Limited condutor api

This wiki page is created specially for design summit session at http://junodesignsummit.sched.org/event/2cc6b4e6c2569394855f2699f8f078b7#.U2J4ufldWrQ . It's intended as a base for discussion, although can be enhanced for BP in future.

Unprivileged Compute node is a big topic, and this page focus mostly on DB access.

Scenario and Issue

Currently compute node has unlimited access to DB with the conductor, either directly using conductor API or through NovaObject. With this privilege, a compute node can modify any DB table, like delete any instance hosted by other compute node, change the service status etc.

This is a security issue if the compute node service is running at the same environment as the server, considering an escaped server can control the whole host environment.

Goal

The goal is to enhance conductor to have access control for the compute node. A compute node can only access relevant DB table/row.

For example, a compute node can only update the single corresponding row in compute_node table, or a compute node can only update instance table row if the instance is hosted on the compute node.

━━━━━━━━━━

**Actions to take**
1. Write out the wiki page from "This is a security" to "relevant DB table/row.".
2. Do these statements agree with the wiki page? Answer yes or no for each, quoting the words that decide it.
(a) The page concentrates mainly on DB access.
(b) At present, a compute node can reach the DB only through NovaObject.
(c) Under the stated goal, a compute node may update an instance table row only when it hosts that instance.
3. Answer these questions from the wiki page:
(a) What was the page created specially for?
(b) What two DB changes does the page say a compute node can currently make?
(c) What is the stated goal for the conductor?
The items after this point are separate from the wiki page.

**Data entries**
━━━━━━━━━━

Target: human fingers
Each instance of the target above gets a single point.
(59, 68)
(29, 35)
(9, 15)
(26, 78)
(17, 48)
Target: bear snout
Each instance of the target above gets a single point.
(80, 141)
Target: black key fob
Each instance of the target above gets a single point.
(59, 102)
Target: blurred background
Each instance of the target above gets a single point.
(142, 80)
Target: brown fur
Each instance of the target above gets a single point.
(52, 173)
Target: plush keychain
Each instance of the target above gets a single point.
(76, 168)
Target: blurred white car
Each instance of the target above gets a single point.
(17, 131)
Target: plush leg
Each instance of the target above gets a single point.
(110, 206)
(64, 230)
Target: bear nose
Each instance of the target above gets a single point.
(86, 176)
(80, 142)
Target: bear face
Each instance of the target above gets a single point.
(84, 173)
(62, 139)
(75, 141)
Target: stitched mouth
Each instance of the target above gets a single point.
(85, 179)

━━━━━━━━━━

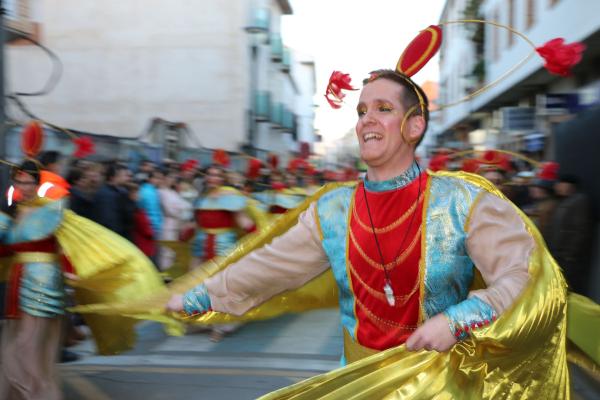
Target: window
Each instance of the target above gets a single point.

━━━━━━━━━━

**Responses to the tasks**
1.
This is a security issue if the compute node service is running at the same environment as the server, considering an escaped server can control the whole host environment.

Goal

The goal is to enhance conductor to have access control for the compute node. A compute node can only access relevant DB table/row.

2.
(a) Yes: "this page focus mostly on DB access"
(b) No: "either directly using conductor API or through NovaObject"
(c) Yes: "a compute node can only update instance table row if the instance is hosted on the compute node"

3.
(a) A design summit session.
(b) Deleting any instance hosted by another compute node, and changing the service status.
(c) To enhance the conductor to have access control for the compute node.